_The problem_
Copy the records from the start through the line containing "point(217, 193)", changing "Place a dot" to "Put a mark" and keeping everything else the same. Leave the pictures out of your answer.

+ + + + +

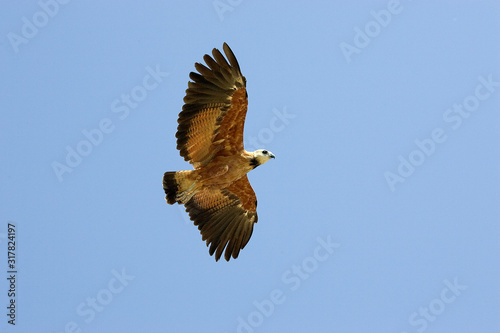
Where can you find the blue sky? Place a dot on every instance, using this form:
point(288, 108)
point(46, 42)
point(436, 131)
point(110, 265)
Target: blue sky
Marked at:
point(379, 214)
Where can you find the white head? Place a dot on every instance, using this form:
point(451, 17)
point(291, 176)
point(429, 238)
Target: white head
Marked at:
point(261, 156)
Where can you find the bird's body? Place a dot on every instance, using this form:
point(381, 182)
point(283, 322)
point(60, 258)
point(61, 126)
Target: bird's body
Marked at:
point(217, 193)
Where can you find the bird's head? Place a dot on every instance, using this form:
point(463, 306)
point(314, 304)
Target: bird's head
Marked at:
point(260, 157)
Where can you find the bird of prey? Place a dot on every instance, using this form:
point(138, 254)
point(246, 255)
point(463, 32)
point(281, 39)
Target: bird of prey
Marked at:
point(217, 194)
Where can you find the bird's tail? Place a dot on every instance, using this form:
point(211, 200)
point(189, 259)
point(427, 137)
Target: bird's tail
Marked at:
point(179, 186)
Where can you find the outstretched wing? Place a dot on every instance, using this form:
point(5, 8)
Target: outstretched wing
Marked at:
point(225, 217)
point(213, 116)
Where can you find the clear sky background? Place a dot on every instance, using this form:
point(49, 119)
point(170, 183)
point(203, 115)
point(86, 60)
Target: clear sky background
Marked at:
point(380, 213)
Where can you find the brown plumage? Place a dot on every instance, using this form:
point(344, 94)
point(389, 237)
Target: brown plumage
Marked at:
point(217, 194)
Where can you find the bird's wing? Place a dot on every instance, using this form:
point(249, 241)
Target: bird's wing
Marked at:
point(212, 119)
point(225, 217)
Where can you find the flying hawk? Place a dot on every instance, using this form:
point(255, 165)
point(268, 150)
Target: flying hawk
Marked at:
point(217, 194)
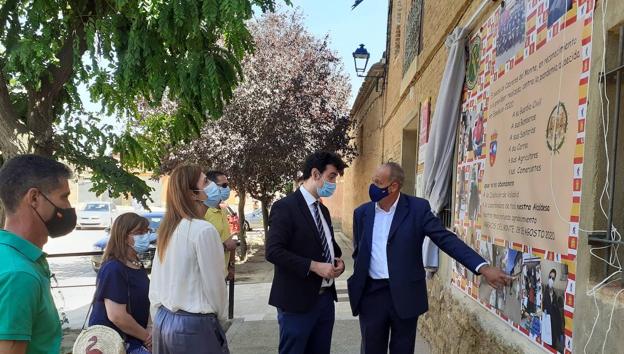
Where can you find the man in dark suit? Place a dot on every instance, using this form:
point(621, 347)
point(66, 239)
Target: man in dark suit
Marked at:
point(388, 288)
point(301, 245)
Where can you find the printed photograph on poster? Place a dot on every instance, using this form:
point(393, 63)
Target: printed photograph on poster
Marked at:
point(473, 136)
point(557, 9)
point(530, 318)
point(511, 31)
point(554, 282)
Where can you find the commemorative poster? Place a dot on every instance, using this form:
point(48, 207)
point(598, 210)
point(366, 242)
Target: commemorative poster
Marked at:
point(520, 161)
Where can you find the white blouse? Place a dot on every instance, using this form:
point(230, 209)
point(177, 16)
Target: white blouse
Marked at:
point(191, 277)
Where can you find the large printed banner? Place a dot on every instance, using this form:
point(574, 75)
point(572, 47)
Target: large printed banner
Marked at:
point(520, 161)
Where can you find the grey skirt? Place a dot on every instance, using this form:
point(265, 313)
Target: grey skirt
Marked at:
point(182, 332)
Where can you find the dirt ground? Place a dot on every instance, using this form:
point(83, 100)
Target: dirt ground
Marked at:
point(255, 269)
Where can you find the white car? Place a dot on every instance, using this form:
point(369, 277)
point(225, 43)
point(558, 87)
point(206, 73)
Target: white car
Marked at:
point(96, 215)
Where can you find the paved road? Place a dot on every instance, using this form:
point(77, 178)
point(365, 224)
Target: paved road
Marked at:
point(72, 271)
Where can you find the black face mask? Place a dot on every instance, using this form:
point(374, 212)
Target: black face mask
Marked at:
point(63, 221)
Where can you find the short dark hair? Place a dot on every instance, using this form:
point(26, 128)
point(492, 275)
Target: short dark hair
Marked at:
point(320, 161)
point(213, 175)
point(24, 172)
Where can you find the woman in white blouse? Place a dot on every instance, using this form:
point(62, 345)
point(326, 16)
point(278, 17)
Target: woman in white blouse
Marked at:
point(187, 290)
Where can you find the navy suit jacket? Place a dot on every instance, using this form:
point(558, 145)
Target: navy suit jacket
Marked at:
point(293, 242)
point(413, 220)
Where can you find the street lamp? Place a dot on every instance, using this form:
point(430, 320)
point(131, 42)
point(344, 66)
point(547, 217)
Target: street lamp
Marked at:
point(360, 60)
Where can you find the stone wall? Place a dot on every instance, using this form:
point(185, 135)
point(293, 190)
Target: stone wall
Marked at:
point(449, 328)
point(456, 323)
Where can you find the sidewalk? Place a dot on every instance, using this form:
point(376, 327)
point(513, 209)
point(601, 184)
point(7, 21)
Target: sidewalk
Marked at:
point(255, 329)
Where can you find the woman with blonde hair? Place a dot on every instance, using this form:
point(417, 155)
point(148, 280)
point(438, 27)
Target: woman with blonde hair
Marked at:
point(121, 295)
point(187, 289)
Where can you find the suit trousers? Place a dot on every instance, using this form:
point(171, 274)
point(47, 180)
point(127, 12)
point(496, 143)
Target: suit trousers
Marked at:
point(310, 332)
point(379, 322)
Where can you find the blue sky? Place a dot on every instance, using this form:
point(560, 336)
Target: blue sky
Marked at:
point(346, 28)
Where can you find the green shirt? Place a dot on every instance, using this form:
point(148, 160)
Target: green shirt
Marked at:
point(27, 310)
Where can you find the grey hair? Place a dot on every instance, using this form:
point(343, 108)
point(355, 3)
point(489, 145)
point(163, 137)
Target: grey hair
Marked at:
point(397, 174)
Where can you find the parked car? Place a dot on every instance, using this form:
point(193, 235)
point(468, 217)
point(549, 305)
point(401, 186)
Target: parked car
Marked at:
point(146, 246)
point(96, 215)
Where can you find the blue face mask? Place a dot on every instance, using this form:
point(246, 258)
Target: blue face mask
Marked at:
point(225, 193)
point(326, 190)
point(214, 195)
point(376, 193)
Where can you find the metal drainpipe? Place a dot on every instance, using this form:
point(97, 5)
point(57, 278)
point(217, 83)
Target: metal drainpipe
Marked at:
point(614, 140)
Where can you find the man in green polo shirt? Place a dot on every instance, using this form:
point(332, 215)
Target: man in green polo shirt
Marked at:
point(34, 192)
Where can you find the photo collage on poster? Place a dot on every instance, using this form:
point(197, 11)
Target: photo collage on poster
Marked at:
point(539, 302)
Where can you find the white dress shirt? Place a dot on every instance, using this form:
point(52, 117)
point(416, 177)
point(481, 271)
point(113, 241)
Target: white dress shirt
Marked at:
point(381, 230)
point(191, 277)
point(310, 200)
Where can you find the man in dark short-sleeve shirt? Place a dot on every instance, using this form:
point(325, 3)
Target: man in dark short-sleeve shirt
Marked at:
point(34, 192)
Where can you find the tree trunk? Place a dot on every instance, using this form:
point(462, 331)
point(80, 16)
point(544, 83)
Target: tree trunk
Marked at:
point(242, 235)
point(265, 217)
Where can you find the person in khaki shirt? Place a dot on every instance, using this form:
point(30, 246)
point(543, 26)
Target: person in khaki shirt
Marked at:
point(218, 218)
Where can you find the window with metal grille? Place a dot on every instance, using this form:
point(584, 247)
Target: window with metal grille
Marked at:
point(413, 33)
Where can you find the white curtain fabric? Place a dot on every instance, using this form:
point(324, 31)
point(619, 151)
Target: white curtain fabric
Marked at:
point(441, 146)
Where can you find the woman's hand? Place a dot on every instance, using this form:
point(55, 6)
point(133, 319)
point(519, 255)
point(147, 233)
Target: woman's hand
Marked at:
point(148, 341)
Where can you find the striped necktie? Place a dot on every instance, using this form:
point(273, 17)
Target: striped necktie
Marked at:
point(321, 229)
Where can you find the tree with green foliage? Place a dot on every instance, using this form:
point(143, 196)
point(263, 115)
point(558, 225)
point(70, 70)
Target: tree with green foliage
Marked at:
point(293, 101)
point(124, 51)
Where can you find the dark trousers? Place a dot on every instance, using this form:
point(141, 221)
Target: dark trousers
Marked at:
point(310, 332)
point(379, 320)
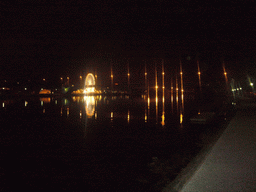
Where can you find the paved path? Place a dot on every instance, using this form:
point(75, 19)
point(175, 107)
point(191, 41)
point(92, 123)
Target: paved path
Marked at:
point(231, 163)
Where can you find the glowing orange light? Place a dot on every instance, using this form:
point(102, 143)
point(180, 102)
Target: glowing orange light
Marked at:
point(181, 118)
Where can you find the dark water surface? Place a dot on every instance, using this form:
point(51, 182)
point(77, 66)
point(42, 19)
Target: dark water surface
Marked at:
point(95, 143)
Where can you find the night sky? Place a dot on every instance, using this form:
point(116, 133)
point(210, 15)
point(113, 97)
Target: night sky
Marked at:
point(41, 40)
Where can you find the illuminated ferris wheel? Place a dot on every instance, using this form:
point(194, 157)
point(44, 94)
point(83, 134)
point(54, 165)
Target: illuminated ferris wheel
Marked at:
point(90, 83)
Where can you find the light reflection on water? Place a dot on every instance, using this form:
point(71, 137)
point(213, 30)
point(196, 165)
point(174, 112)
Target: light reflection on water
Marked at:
point(162, 110)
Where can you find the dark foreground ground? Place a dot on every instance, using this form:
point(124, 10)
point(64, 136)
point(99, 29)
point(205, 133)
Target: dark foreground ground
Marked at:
point(41, 152)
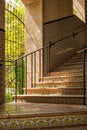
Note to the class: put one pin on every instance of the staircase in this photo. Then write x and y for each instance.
(63, 86)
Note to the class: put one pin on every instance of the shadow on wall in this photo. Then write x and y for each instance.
(70, 36)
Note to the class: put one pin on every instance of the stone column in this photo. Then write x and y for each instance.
(2, 52)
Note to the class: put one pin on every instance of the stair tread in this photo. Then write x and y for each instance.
(51, 95)
(55, 88)
(57, 77)
(59, 82)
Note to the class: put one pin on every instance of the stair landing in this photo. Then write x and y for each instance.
(41, 116)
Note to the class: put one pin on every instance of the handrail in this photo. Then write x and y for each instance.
(74, 33)
(21, 64)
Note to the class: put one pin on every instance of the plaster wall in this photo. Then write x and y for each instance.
(56, 9)
(33, 25)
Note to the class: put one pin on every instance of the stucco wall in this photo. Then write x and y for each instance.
(64, 49)
(55, 9)
(33, 26)
(79, 9)
(2, 52)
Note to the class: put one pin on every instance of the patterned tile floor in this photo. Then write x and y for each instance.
(32, 115)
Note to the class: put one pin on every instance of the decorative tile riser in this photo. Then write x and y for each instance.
(69, 69)
(39, 123)
(66, 74)
(59, 85)
(51, 99)
(61, 91)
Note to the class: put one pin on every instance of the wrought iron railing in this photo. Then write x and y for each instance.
(14, 43)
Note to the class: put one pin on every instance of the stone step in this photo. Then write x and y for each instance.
(55, 91)
(64, 69)
(71, 67)
(54, 99)
(60, 84)
(61, 78)
(67, 73)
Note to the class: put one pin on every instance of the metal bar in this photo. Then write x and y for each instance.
(15, 81)
(22, 76)
(32, 70)
(26, 75)
(40, 65)
(84, 79)
(48, 60)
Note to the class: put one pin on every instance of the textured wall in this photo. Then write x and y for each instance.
(2, 52)
(33, 25)
(55, 9)
(66, 48)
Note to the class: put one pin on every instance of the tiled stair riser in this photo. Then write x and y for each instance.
(65, 84)
(52, 99)
(56, 91)
(66, 73)
(44, 122)
(79, 78)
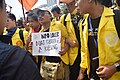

+ + + + +

_Task solution_
Where can you find the blue sky? Put a mark on every instance, using this form:
point(288, 108)
point(46, 42)
point(436, 131)
point(110, 265)
Target: blue sky
Marked at:
point(379, 214)
Where can you find the white head? Put a mark on every instance, using this form:
point(451, 17)
point(291, 176)
point(429, 238)
Target: white head
Marked at:
point(261, 156)
Where can you find the bird's body? Put a mark on every instance, using this form:
point(381, 182)
point(283, 322)
point(60, 258)
point(61, 126)
Target: bird's body
Marked at:
point(217, 193)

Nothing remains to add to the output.